Count the lines in the rows below that contain the word "brown". Reply with the number alone.

□ □ □ □ □

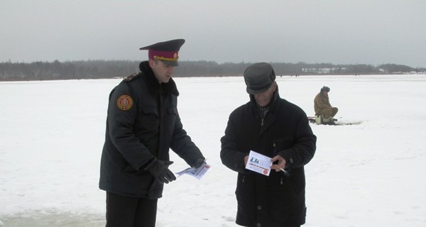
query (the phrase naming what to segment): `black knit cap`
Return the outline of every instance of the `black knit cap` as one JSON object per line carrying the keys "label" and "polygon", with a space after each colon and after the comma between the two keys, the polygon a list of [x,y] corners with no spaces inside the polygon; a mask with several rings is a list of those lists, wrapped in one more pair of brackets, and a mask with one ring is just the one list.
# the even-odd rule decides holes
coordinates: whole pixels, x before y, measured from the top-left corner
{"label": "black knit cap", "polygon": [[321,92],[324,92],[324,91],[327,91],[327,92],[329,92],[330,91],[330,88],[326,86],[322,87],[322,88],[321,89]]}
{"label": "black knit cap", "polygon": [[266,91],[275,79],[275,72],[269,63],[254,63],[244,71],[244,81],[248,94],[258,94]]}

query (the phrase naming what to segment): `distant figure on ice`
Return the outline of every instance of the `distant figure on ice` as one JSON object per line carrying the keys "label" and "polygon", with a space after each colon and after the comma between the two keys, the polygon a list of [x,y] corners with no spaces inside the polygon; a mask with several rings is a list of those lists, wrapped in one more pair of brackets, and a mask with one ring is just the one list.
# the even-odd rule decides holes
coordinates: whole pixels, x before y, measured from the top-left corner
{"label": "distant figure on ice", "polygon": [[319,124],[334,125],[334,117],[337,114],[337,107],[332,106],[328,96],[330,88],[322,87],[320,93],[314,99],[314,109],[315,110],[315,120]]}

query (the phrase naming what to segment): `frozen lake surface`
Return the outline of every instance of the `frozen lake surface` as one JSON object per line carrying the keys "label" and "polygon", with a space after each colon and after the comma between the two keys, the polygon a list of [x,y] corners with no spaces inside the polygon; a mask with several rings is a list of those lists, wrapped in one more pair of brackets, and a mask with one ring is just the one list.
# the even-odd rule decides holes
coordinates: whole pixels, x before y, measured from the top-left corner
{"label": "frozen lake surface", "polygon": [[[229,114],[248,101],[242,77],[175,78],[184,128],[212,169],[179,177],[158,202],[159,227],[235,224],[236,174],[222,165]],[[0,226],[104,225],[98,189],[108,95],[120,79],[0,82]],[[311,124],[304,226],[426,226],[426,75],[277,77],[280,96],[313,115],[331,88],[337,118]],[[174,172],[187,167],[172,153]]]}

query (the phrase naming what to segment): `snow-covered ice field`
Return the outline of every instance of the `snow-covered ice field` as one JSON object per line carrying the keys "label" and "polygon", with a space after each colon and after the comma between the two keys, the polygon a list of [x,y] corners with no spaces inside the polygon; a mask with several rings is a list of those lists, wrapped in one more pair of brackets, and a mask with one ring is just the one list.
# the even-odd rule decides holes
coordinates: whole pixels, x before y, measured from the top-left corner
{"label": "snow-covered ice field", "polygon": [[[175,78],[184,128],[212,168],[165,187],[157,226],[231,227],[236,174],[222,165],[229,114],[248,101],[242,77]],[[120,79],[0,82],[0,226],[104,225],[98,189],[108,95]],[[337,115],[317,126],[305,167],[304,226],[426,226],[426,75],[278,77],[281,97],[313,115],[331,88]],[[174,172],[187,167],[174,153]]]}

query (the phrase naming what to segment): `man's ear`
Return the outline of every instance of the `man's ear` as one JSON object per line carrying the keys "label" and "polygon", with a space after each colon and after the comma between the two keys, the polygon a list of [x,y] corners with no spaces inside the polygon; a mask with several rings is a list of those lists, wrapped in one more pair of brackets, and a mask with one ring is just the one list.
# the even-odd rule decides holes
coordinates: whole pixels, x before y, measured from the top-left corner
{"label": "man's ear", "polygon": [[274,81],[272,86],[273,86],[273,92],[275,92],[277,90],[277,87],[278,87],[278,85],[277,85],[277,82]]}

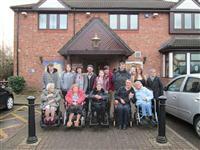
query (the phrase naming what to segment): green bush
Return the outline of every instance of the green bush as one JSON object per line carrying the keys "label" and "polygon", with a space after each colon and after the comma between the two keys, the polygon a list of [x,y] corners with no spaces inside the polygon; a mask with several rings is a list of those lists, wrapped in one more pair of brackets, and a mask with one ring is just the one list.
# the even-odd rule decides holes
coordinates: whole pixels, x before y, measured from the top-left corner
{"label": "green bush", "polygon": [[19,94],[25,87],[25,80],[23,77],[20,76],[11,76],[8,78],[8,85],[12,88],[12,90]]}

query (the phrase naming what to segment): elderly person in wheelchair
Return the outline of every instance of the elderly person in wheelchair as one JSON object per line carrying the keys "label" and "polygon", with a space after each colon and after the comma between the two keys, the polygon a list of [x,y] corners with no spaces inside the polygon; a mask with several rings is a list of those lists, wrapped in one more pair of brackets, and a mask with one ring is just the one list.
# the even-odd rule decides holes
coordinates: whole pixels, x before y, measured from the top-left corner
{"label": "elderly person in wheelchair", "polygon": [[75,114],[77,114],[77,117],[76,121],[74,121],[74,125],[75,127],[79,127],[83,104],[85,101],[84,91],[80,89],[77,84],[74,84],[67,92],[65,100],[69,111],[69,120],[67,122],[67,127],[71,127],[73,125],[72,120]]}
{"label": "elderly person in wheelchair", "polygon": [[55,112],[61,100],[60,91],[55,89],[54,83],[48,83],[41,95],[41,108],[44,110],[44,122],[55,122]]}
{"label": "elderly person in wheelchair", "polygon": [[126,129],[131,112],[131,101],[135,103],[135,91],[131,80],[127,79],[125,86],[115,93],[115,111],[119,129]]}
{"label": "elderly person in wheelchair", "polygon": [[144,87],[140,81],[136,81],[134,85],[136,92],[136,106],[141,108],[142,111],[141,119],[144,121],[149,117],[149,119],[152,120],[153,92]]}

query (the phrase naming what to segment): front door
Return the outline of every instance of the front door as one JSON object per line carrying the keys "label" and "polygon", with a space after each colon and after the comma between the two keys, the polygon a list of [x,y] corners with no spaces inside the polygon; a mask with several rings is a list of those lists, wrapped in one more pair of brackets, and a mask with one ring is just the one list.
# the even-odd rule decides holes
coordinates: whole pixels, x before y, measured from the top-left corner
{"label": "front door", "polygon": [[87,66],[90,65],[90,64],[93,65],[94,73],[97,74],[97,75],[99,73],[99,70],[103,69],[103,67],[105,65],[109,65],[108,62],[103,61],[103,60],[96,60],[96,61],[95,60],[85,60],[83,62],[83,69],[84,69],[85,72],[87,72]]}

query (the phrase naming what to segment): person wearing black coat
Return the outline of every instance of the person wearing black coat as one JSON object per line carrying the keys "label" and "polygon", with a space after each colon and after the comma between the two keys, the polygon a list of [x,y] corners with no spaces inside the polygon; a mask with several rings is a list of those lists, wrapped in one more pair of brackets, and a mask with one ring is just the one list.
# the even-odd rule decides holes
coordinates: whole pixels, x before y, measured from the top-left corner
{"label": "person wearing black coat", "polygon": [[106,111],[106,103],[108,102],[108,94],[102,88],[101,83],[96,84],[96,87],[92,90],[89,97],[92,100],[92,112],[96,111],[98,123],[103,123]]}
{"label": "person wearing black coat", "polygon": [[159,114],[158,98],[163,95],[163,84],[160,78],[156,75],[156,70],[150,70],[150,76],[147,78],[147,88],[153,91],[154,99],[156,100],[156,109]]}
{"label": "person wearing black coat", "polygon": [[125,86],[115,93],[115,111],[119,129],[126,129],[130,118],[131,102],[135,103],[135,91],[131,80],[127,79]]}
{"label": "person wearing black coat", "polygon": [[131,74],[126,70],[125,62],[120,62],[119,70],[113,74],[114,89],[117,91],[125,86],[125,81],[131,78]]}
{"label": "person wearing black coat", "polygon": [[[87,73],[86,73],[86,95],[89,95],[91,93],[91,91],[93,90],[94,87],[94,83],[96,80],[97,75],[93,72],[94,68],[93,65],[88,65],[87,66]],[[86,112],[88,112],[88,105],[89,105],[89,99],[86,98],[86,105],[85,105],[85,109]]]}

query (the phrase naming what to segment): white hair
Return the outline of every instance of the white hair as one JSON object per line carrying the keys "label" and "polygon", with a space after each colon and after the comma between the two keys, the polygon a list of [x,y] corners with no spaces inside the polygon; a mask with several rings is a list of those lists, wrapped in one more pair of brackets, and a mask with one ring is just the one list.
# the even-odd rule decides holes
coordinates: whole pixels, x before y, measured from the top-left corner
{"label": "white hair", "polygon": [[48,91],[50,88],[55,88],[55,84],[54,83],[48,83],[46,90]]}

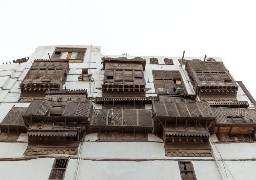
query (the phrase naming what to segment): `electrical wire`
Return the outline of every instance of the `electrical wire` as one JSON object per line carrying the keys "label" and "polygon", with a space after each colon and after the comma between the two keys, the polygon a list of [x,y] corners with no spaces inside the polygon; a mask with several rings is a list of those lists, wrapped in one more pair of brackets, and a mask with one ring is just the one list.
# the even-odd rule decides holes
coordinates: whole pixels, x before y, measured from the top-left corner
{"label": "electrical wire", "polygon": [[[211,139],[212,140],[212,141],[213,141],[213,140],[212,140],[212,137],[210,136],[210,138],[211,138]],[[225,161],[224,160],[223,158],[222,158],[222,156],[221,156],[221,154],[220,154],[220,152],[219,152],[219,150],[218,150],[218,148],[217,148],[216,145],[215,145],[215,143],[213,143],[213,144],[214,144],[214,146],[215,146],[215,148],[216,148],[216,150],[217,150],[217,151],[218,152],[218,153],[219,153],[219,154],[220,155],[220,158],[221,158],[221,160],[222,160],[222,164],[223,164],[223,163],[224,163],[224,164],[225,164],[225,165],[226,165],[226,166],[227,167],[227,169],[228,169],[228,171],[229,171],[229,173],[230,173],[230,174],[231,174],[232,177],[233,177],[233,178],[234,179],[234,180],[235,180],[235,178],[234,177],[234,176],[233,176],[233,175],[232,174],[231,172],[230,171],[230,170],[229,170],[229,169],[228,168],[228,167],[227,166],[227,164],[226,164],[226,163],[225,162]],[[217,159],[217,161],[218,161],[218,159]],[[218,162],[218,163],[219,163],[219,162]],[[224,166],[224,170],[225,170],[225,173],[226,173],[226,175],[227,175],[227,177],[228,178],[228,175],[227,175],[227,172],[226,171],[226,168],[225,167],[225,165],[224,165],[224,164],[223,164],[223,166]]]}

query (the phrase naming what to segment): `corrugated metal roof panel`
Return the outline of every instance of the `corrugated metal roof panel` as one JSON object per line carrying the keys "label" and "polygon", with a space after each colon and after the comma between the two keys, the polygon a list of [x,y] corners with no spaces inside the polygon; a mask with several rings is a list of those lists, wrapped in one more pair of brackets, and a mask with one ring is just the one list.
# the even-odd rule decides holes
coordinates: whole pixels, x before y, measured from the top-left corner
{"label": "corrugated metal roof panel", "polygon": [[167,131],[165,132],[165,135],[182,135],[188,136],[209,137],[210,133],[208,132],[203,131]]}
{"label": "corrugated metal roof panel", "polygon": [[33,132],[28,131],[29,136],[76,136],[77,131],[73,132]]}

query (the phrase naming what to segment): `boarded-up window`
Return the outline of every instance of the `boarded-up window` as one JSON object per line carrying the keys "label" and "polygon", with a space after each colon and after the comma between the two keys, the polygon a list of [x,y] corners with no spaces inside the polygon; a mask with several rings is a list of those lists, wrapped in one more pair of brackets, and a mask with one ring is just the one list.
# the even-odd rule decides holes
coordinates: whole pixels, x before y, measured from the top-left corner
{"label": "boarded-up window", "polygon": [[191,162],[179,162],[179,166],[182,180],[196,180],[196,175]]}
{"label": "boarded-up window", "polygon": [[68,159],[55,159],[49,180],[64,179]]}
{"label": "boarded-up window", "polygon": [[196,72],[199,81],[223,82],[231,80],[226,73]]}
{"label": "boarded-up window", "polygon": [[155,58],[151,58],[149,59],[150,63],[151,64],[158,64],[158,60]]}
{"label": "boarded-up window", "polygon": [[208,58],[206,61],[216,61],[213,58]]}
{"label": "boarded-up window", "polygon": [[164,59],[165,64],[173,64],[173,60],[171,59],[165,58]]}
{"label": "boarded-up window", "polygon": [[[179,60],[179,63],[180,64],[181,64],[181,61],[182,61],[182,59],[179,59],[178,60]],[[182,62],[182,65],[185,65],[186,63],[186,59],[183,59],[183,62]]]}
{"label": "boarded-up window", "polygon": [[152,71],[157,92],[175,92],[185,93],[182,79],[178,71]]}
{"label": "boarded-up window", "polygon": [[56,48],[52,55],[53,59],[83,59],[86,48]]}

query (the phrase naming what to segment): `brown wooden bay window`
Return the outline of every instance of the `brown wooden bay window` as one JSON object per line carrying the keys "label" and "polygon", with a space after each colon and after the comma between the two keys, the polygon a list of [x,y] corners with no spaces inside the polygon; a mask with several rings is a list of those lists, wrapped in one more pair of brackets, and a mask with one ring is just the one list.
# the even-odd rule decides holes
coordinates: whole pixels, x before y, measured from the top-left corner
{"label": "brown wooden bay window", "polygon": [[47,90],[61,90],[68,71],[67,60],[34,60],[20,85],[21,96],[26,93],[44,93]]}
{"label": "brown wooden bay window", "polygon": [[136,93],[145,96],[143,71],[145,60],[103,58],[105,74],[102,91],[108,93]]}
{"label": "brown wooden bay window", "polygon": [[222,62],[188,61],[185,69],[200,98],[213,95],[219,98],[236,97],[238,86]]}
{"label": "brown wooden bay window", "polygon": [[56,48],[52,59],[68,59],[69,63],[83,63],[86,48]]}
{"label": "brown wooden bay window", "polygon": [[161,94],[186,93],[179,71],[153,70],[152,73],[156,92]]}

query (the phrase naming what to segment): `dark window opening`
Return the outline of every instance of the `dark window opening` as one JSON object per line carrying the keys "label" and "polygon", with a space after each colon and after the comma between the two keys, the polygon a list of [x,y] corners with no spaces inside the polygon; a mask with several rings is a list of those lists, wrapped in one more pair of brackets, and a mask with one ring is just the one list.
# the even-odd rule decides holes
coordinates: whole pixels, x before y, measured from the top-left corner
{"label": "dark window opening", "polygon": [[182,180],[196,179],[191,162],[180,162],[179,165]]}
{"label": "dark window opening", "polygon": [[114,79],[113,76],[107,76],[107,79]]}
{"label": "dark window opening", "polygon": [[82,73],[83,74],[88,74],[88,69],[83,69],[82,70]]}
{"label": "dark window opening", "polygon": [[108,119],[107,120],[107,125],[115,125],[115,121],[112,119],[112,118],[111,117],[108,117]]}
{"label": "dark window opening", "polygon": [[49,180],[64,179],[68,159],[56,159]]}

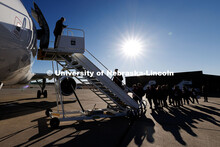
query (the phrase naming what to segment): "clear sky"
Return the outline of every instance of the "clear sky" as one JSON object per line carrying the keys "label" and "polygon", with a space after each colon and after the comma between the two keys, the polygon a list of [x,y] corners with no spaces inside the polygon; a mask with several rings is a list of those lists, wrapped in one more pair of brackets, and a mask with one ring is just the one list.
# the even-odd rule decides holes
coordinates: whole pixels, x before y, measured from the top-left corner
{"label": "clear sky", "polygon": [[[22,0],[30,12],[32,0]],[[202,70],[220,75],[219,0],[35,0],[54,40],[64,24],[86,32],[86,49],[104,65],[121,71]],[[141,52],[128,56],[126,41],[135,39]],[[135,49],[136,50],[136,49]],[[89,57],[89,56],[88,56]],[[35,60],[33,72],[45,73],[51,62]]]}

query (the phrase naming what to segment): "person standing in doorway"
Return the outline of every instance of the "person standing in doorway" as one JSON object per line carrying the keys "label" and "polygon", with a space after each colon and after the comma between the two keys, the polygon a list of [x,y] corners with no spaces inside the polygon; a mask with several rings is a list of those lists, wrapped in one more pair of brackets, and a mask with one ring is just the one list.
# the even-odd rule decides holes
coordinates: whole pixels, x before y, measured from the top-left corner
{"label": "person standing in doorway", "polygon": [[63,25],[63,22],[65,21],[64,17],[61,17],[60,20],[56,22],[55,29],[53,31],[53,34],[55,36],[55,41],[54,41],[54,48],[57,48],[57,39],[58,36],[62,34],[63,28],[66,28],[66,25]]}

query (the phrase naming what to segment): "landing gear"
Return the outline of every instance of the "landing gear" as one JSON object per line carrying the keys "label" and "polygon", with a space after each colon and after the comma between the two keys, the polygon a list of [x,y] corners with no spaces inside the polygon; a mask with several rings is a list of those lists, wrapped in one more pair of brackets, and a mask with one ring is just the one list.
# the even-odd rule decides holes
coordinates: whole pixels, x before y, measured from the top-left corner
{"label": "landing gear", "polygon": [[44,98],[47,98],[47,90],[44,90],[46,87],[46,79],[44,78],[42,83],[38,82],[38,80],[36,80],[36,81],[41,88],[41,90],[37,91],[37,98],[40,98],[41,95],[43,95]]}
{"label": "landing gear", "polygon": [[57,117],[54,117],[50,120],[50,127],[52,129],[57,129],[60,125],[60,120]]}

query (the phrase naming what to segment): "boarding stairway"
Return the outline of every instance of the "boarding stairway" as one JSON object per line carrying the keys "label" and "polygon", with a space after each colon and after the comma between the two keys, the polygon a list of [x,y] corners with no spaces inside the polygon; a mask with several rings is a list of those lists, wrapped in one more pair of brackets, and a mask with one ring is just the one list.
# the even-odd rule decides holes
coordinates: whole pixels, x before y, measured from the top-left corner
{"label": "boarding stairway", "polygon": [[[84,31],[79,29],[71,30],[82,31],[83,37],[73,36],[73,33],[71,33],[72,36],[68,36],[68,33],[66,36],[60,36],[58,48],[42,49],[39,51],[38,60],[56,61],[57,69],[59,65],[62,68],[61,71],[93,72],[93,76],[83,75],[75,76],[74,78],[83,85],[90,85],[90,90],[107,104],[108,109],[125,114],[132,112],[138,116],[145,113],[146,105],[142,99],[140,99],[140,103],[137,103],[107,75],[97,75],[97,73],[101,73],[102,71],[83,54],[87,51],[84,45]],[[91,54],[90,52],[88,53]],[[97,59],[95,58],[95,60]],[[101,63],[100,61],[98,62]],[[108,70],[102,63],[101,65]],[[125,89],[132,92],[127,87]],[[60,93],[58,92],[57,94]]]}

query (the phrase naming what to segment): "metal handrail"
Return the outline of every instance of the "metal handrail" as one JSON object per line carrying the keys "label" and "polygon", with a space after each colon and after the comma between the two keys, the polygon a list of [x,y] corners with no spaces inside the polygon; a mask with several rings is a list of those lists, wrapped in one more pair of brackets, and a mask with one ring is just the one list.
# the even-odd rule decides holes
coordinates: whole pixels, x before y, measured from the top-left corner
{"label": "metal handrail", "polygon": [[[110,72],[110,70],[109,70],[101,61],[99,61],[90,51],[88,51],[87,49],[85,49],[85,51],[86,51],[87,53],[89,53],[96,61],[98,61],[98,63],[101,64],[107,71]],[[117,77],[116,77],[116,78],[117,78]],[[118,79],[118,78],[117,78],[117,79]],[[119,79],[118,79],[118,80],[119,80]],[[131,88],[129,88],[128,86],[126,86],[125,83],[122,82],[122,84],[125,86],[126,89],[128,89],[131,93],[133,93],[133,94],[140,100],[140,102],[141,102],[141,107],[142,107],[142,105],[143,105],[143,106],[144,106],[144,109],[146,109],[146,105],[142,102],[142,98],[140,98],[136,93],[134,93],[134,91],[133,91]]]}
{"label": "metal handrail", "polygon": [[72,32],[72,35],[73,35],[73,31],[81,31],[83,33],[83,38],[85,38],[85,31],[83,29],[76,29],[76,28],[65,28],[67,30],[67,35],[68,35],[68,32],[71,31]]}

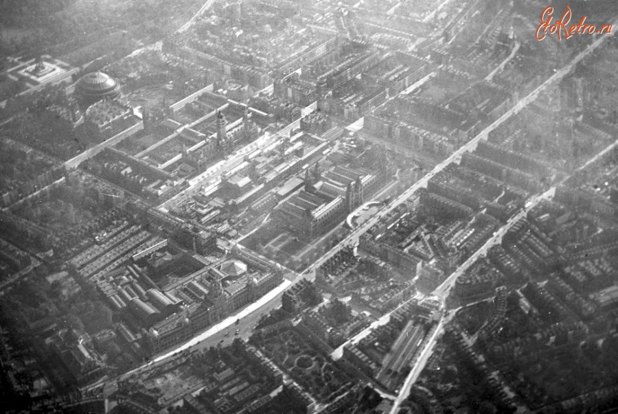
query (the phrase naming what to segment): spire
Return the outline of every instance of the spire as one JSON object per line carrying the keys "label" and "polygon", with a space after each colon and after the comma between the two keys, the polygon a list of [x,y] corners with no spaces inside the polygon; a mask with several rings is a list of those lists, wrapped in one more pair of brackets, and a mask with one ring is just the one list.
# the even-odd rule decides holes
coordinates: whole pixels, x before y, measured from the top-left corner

□ □ □ □ □

# Answer to the problem
7